Extract each of the lines below that contains the string "white", and copy every such line in full.

<<<<

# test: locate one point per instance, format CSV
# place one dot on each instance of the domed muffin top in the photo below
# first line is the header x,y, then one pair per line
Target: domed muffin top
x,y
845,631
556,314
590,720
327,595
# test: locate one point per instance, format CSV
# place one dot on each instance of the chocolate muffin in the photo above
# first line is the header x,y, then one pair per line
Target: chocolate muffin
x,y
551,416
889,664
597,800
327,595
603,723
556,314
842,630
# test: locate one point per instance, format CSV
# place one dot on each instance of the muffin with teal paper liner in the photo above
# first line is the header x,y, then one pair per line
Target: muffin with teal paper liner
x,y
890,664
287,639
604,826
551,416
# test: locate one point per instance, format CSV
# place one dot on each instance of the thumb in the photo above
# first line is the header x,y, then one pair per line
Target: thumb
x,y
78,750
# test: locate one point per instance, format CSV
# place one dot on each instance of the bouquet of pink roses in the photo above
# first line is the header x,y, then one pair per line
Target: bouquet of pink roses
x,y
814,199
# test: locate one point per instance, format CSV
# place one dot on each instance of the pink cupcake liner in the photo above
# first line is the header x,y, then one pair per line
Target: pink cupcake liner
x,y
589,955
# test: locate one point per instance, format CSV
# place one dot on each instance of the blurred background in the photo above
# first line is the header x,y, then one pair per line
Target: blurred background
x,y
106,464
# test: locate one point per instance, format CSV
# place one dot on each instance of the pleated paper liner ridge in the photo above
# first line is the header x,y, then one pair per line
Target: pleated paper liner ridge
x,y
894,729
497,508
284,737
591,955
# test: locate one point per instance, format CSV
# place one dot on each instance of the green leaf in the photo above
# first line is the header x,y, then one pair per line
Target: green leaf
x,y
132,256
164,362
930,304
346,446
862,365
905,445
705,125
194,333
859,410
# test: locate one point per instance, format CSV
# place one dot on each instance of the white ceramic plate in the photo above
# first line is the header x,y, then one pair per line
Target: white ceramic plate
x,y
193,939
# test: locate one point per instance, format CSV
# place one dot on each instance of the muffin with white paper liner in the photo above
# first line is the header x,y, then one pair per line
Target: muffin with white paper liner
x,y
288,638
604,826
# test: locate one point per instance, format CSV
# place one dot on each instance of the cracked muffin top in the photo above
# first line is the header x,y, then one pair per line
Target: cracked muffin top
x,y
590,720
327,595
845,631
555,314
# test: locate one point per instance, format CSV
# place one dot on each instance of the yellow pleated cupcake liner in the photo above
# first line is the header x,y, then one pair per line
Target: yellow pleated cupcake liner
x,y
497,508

>>>>

*Worked answer*:
# place one dot on each instance of the white ceramic plate in the photo above
Target: white ceramic plate
# place one dot on each instance of the muffin with white paper liner in the photo above
Target: muffin with white paper liner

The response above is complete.